● **Task details**: Rewrite only the rows from the line containing "Expected: for every instance of the fallen" through the last row, inclusive, with "mouse" changed to "vole" and nothing else altered.

* Start Entries provided *

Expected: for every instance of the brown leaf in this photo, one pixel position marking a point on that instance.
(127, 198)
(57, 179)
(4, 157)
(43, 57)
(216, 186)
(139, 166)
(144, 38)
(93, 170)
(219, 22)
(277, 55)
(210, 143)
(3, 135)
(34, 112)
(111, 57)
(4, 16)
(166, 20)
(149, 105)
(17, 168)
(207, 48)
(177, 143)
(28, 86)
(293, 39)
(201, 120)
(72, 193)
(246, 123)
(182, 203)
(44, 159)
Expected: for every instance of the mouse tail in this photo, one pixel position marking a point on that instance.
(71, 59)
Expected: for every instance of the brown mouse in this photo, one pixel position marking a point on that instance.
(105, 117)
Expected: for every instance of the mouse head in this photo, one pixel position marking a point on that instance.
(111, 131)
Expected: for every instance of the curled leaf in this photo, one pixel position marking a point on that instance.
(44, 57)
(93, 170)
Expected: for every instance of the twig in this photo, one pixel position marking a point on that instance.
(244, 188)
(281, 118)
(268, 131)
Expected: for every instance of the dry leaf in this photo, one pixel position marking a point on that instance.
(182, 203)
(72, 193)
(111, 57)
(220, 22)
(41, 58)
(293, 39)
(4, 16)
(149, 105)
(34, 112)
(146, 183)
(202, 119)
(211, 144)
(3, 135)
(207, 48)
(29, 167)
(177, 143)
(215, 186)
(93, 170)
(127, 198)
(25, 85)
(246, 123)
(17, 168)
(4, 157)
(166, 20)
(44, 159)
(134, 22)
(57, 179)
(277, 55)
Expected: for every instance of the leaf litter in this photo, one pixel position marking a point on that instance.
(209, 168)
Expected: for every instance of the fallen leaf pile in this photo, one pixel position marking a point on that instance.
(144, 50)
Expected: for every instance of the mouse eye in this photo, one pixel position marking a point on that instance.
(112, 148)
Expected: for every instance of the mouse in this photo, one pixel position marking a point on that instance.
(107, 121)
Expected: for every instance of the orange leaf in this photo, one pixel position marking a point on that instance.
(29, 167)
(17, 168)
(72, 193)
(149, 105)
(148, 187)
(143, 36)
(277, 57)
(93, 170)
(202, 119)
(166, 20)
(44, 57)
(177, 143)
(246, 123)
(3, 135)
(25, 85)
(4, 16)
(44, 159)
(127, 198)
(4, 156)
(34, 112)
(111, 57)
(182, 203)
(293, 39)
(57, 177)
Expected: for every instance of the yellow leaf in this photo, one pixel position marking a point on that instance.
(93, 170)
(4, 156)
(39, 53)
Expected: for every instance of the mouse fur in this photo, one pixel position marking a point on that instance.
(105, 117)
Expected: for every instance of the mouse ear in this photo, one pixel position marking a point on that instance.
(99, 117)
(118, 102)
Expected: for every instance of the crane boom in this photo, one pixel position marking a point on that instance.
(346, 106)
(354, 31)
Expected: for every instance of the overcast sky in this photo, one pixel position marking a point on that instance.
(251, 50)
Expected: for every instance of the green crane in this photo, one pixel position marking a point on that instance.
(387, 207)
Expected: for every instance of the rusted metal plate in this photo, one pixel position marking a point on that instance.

* End Entries provided *

● **Task result**:
Expected: for every instance of the fallen leaf pile in this photo, one pixel position marking a point on that instance.
(144, 50)
Expected: for every instance of the vole eye in this photo, one pixel position marking a point on that instance.
(112, 148)
Expected: for every instance of the vole in this photo, one pixel position marking a point on that instance.
(107, 121)
Expected: for every instance of the orange leaf in this photo, one pixel position marking a point on that instance.
(29, 167)
(17, 168)
(72, 193)
(149, 105)
(148, 187)
(143, 36)
(277, 57)
(93, 170)
(202, 119)
(166, 20)
(44, 57)
(177, 143)
(246, 123)
(3, 135)
(25, 85)
(4, 16)
(44, 159)
(127, 198)
(4, 156)
(34, 112)
(111, 57)
(182, 203)
(293, 39)
(57, 177)
Expected: for every instance of the yellow leaf in this photo, one pixel position marking a point on that instance.
(93, 170)
(4, 156)
(39, 53)
Expected: for every instance of the vole fur in this photo, one pixel position marking a point on that instance.
(105, 117)
Expected: for every instance of the vole ear in this photo, one pixel position marking a point on that instance.
(99, 117)
(118, 102)
Expected: for every instance of the crane boom in this photo, one pixel position marking a point on that instance.
(346, 106)
(354, 31)
Expected: for every instance of the overcast sky in this photo, one pixel position marking a point on that instance.
(251, 50)
Expected: for every instance of the green crane in this photo, one pixel position marking a point on that instance.
(387, 207)
Expected: for every instance of the rusted metal plate in this photo, one pixel position marking a point on that instance.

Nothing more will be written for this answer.